Dataset entries
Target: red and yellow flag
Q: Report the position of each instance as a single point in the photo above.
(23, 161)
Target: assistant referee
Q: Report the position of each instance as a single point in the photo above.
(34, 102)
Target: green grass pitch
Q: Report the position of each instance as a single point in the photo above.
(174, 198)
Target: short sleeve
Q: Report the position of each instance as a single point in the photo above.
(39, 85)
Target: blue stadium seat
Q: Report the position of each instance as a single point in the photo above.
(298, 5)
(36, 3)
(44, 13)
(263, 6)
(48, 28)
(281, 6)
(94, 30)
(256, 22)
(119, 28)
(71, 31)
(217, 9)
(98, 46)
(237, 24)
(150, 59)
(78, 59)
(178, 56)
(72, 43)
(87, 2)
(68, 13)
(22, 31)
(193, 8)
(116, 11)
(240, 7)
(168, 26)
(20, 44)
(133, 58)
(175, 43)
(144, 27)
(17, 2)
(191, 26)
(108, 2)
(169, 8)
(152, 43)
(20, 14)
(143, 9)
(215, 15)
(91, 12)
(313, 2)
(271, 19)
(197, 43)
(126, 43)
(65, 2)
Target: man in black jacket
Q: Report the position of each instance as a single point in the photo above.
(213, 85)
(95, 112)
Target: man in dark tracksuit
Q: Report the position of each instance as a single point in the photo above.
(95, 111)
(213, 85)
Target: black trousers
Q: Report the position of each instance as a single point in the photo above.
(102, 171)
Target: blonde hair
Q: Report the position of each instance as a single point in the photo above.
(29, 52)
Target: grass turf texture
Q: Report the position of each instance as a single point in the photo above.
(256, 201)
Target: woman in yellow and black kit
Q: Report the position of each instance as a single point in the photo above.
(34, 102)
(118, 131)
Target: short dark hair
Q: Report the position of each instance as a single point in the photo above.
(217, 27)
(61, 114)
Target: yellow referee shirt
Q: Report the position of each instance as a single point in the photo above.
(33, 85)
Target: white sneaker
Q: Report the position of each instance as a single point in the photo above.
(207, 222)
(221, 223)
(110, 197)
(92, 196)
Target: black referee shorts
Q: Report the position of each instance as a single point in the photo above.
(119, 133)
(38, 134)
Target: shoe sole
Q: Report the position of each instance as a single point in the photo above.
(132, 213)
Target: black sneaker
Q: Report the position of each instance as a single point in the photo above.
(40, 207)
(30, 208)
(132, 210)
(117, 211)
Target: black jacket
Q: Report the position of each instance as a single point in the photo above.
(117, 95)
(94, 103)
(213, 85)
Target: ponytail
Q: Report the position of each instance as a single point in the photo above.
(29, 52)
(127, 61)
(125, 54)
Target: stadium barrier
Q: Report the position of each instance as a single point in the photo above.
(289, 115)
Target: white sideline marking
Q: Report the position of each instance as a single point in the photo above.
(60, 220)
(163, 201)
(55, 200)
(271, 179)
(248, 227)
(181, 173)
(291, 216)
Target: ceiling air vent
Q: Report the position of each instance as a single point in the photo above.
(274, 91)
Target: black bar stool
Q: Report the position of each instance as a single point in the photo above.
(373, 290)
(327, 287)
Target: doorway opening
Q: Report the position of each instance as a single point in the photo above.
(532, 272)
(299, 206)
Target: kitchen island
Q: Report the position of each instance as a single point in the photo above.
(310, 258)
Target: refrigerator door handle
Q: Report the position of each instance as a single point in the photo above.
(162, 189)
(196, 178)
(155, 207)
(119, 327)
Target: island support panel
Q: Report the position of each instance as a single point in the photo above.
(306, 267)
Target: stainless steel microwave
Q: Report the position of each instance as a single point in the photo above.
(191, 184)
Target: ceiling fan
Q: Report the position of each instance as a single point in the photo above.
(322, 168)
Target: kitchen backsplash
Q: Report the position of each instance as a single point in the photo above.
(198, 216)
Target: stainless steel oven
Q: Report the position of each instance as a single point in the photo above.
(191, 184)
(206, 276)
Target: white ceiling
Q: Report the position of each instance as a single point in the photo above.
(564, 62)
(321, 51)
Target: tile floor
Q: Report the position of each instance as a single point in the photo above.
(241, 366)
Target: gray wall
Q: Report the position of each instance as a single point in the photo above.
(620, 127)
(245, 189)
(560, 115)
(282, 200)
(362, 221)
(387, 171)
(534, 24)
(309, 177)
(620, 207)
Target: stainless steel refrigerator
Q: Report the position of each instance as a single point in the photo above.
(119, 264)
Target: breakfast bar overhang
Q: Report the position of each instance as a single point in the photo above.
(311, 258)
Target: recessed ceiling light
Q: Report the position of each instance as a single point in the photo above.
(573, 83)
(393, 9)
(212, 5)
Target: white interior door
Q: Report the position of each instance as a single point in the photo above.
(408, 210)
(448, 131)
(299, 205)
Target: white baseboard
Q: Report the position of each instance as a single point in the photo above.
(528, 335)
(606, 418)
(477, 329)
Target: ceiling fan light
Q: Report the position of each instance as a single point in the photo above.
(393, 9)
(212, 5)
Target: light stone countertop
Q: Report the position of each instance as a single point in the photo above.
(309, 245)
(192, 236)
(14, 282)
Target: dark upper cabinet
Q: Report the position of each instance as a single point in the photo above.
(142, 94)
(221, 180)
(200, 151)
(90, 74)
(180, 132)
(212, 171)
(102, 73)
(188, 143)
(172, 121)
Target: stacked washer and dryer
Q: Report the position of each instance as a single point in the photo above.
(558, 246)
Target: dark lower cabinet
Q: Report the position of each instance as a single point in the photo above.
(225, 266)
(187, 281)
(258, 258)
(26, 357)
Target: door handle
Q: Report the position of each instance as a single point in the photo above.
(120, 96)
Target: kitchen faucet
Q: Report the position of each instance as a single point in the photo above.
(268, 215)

_ASSIGNED TASK_:
Count every line of the records that holds "white". State the number, nothing else.

_RESULT FOR THIS TASK_:
5